§ PROVIDED ENTRIES:
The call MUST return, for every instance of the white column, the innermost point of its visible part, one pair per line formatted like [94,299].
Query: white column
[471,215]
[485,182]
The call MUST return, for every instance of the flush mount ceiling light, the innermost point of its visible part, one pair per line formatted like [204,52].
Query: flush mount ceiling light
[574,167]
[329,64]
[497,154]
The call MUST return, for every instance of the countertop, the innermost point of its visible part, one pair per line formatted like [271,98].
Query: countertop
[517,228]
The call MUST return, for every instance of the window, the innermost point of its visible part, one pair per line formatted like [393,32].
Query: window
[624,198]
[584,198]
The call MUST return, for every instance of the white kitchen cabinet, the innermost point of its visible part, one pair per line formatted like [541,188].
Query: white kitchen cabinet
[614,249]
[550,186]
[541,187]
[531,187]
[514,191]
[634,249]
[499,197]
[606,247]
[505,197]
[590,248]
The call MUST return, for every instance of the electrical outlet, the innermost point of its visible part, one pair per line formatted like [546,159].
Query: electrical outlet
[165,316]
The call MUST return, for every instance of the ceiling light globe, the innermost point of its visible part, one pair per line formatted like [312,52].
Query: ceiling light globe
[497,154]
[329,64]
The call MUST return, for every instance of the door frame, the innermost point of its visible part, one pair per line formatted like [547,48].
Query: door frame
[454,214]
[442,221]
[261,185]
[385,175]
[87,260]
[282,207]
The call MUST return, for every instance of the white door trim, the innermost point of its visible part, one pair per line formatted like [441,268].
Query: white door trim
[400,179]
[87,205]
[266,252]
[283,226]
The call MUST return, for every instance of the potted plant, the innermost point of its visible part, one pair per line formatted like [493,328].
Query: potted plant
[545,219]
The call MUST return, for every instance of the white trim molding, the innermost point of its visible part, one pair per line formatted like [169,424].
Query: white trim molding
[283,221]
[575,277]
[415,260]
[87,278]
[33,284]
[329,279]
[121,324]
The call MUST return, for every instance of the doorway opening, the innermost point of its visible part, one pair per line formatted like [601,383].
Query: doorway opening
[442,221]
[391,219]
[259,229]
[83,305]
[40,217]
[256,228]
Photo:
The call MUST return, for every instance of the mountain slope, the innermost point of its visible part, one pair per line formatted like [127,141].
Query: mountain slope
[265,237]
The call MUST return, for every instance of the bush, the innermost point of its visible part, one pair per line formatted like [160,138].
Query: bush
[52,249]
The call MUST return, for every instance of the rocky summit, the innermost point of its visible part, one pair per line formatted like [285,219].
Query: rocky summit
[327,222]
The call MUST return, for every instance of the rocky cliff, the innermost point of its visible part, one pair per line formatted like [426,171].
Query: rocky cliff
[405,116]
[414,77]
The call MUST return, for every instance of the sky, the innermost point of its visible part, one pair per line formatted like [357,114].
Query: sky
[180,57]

§ AIM: Rewrite all of the rows above, replacing every occurrence of "innermost point" with "most central point" and leaving everything else unchanged.

§ FULL ANSWER:
The call MUST return, for every instance of the white column, the most central point of its visible part, one pair per line formatted like [94,299].
Query: white column
[471,215]
[485,182]
The call MUST return, for every instance of the flush mount ceiling light, the most central point of its visible part, one pair per line formatted like [204,52].
Query: flush mount ceiling light
[574,167]
[329,64]
[497,154]
The call MUST return, for every instance of the countertop, the most central point of its visible part, one pair per line formatted like [271,98].
Query: countertop
[517,228]
The call MUST return, for every instance of the window, the most central point of its visible part, one pair per line formatted like [393,32].
Query: window
[624,198]
[584,198]
The call MUST return, for every instance of the white kitchen cabinet, the most central point of its visible part, one pair per line formatted like [541,188].
Query: white kitchen cabinet
[614,249]
[550,186]
[541,187]
[531,187]
[514,191]
[634,249]
[499,197]
[606,247]
[505,197]
[590,248]
The call MUST return, for every instance of the electrical outlet, the most central point of its visible part, one pair per line formatted like [546,159].
Query: electrical outlet
[165,316]
The call MUST return, for every instance of the ceiling light globe, the most central point of its visible part, one pair per line formatted like [312,52].
Query: ceiling light globe
[497,154]
[329,64]
The call MUST return, for every instance of the door frame, the most central point of its visible part, one pair per line formatted like [547,48].
Query: door frame
[454,214]
[442,221]
[261,185]
[385,175]
[87,260]
[282,207]
The call MUST return, for every instance of the white door trim, the most central point of its visible part, one pair per line formatted like [441,268].
Query: white door trim
[400,179]
[87,205]
[266,252]
[283,226]
The call MUST return, for every instance of the potted plant, the most central point of its visible part, one pair per line formatted like [493,328].
Query: potted plant
[545,219]
The call MUST return, for every instance of the white trim molding, the most central point of its visible part, one pair per line formatted like [169,424].
Query: white trim molding
[283,221]
[575,277]
[415,260]
[87,278]
[33,284]
[329,279]
[121,324]
The call MUST return, for every instance of the doorway opening, the most central point of its visible part, one pair per line formatted like [601,383].
Query: doorway opening
[442,221]
[391,219]
[259,229]
[83,305]
[40,217]
[256,228]
Photo:
The call MUST return, for every instance of the mountain slope, the most central point of its visible part, one pair per line formatted like [127,141].
Query: mountain slope
[265,237]
The call MUST return, for every instance of the bush, the most central point of its visible part, one pair per line formatted like [160,138].
Query: bush
[52,249]
The call MUST return, for every instance of the rocky summit, the most central point of its visible part, one pair per line formatted like [285,219].
Query: rocky summit
[327,222]
The call MUST return, for every instance of the rocky cliff, the most central point of its visible part, one pair per line formatted like [426,171].
Query: rocky cliff
[405,116]
[414,77]
The call MUST return, for every instance of the sky, the most central point of its visible part, one pair per line formatted like [357,114].
Query: sky
[180,57]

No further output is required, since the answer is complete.